**ENUNCIADO:**
Responde con datos del texto sobre Lourdes Grobet:
1. ¿En qué periódico y en qué fecha se publicó?
2. ¿Hacia qué años invitó ella al cronista a "trabajar" la lucha libre?
3. ¿Qué fue, según el cronista, la aventura fotográfica de su vida?

**FRAGMENTO DE LECTURA:**
Las luchas de Lourdes Grobet

Lourdes, en medio de los torbellinos, invisible o aceptada, libre como ellos y ellas dentro de un juego que envidiarían el teatro del absurdo a la Ionesco. En la imagen, Rampstein, Sangre Azteca y Hooligan contra Lourdes Grobet. Foto tomada de libro Espectacular de lucha libre. Fotografías de Lourdes Grobet
Periódico La Jornada
lunes 18 de julio de 2022 , p. 9a

En el principio estuvo Lourdes Grobet. Para cuando lo invitó a “trabajar” la lucha libre, por ahí de 1983-1984, este cronista no había compartido el trabajo con ningún fotógrafo (y menos fotógrafa), fuera de coincidir con Jorge Acevedo en los primeros de mayo, choques magisteriales, ataques de golpeadores cetemistas y mareas rojas. Las incursiones vespertinas y nocturnas con ella en arenas, plazas y centros deportivos urbanos y suburbanos significaron el encuentro con otro lenguaje. Y, sobre todo, con una escuela de la mirada.

No creo haber conocido un entusiasmo fotográfico comparable con el de Lourdes. En sentido literal, amaba a sus ¿objetivos?, ¿modelos?, ¿temas? Dicho mejor, se enamoraba de sus personajes, y ningún esfuerzo significaba obstáculo para llegar y aguantar vara. La aventura fotográfica de su vida, y tuvo muchas, fue la lucha libre. Su verdadero teatro de los acontecimientos. En medio de las estrellas, los técnicos, el público disciplinadamente salvaje, aprendió a estar sin ser vista. Sin estorbar. Retratándolos.

**LISTADO:**
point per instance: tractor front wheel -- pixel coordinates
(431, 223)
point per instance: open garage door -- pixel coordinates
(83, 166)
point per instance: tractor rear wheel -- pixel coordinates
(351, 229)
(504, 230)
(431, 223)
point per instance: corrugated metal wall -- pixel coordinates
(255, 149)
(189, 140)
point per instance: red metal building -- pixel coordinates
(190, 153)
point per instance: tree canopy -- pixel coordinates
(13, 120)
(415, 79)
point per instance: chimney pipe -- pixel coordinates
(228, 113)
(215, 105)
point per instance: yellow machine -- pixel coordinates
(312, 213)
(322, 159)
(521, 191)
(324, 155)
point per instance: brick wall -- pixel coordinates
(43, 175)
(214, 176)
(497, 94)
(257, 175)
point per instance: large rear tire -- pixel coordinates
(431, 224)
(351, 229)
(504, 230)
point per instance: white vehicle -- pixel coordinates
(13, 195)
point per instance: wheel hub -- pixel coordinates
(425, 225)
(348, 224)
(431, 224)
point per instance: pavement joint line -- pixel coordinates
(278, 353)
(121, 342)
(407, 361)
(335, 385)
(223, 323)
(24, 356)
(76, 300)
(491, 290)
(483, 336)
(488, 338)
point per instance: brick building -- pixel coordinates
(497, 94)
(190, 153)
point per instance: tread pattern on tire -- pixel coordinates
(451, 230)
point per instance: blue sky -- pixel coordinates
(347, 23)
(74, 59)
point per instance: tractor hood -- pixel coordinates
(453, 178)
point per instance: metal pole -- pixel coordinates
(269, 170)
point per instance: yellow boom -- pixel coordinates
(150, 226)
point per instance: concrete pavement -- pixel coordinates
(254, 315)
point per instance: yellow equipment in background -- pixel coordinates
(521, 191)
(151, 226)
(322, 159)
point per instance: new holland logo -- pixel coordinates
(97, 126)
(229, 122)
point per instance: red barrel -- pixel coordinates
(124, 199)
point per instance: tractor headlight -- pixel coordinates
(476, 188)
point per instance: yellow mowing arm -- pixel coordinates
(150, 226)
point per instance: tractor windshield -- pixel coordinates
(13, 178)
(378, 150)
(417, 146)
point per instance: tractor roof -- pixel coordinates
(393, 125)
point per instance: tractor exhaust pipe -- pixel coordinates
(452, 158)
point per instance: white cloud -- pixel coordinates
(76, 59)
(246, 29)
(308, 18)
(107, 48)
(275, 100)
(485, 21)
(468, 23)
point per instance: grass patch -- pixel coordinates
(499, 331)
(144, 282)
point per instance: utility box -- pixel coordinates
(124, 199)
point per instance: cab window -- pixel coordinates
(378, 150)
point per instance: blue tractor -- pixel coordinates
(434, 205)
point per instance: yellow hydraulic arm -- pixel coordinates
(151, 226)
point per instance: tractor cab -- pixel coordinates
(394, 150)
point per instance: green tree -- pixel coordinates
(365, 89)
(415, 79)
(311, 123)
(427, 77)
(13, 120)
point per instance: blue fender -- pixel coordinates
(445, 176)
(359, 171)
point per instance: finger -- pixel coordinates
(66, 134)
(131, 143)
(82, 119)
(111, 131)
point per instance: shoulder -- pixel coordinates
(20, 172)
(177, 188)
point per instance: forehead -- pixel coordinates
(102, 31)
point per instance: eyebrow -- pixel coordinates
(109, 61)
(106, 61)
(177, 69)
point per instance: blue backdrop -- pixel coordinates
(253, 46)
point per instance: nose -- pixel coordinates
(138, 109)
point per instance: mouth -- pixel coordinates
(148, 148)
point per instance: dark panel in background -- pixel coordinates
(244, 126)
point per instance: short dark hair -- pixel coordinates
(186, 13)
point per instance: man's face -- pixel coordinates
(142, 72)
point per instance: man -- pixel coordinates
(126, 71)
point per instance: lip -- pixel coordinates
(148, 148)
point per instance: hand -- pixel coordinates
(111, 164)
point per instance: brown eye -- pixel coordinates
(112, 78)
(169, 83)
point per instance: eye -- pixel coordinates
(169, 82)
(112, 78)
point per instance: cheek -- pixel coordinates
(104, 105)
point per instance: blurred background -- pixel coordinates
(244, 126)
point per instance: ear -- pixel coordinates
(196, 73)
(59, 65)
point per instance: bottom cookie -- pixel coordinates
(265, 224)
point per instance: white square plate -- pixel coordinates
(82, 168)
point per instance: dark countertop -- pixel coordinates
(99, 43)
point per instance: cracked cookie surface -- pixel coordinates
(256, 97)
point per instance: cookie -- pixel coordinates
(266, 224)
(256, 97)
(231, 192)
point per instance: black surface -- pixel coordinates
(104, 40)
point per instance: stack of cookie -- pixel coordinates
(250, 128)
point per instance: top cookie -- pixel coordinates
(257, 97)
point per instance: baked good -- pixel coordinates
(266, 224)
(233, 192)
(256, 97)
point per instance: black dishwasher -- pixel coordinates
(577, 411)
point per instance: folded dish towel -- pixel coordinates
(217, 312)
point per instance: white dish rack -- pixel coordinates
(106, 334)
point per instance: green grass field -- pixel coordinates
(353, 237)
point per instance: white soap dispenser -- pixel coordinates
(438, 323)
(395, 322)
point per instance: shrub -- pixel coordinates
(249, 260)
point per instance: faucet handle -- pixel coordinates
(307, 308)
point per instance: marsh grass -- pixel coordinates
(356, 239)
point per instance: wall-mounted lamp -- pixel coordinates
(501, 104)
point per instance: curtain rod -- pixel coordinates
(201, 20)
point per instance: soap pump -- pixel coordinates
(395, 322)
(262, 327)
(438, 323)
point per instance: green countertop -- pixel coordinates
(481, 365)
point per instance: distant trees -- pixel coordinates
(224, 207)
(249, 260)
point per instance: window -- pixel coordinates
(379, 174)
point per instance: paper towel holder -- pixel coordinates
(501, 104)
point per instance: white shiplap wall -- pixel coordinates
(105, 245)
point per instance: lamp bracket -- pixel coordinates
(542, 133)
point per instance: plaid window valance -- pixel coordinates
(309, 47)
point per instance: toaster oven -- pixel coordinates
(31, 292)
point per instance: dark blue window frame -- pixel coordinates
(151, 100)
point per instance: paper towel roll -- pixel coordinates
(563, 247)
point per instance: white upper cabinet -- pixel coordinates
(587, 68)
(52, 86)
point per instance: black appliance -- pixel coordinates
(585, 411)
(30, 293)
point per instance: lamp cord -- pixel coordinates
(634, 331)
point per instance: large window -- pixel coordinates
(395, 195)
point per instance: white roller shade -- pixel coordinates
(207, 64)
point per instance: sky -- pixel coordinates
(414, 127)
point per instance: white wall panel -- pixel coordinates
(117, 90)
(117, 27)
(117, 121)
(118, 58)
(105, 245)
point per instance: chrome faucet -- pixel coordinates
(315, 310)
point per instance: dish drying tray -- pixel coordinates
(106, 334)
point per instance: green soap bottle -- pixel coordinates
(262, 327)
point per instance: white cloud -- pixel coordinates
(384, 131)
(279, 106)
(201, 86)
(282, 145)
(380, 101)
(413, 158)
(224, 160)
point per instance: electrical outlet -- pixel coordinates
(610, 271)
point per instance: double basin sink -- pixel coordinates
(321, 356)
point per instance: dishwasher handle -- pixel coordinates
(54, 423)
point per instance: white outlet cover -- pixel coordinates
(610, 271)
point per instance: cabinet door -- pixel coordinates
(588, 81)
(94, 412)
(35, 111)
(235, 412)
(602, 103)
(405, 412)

**SOLUCIÓN:**
1. En La Jornada, el lunes 18 de julio de 2022.
2. Por ahí de 1983-1984.
3. La lucha libre.